--- Given task ---
Repeat the following lines exactly and nothing else: the line containing "in blue uniform" and each line after it through the end of the listing.

--- Given data ---
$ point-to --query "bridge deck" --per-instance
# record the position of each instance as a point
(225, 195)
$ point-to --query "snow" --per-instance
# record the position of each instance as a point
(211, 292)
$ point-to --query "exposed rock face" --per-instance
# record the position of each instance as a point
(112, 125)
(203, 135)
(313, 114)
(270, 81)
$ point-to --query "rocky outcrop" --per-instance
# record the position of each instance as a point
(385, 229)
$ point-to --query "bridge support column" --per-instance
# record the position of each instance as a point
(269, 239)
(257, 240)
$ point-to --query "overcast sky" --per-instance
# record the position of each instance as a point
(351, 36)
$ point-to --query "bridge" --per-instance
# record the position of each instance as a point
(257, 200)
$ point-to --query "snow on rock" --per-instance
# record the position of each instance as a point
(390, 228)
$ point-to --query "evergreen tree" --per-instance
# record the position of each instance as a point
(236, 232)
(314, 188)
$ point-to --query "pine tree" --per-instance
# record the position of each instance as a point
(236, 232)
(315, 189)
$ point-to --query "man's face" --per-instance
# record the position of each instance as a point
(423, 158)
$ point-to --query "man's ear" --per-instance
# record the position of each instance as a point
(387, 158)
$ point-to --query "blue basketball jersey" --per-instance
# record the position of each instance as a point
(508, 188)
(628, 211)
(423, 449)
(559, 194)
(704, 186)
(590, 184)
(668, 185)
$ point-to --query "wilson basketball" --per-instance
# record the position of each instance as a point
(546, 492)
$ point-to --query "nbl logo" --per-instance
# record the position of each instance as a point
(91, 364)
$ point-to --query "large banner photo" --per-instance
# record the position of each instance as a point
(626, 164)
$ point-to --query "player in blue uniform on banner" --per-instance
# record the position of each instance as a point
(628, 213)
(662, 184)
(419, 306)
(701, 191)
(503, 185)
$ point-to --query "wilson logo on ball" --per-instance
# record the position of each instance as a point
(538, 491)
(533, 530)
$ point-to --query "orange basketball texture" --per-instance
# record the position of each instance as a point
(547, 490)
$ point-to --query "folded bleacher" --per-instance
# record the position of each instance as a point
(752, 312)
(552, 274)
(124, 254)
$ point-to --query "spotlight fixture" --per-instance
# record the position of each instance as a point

--- Task response ---
$ point-to --query "player in blue uniform on banner" --per-instance
# record the position of each instance as a point
(628, 213)
(662, 184)
(419, 306)
(701, 191)
(503, 185)
$ point-to --query "wilson logo on ball" --per-instance
# record the position of each instance as a point
(538, 491)
(533, 530)
$ point-to --query "orange basketball texture" --per-instance
# record the position of each instance as a point
(547, 490)
$ point-to --query "folded bleacher" --per-instance
# record the position of each instance as a point
(752, 312)
(552, 274)
(124, 254)
$ point-to --query "spotlight fixture" --per-instance
# record the position of each instance as a point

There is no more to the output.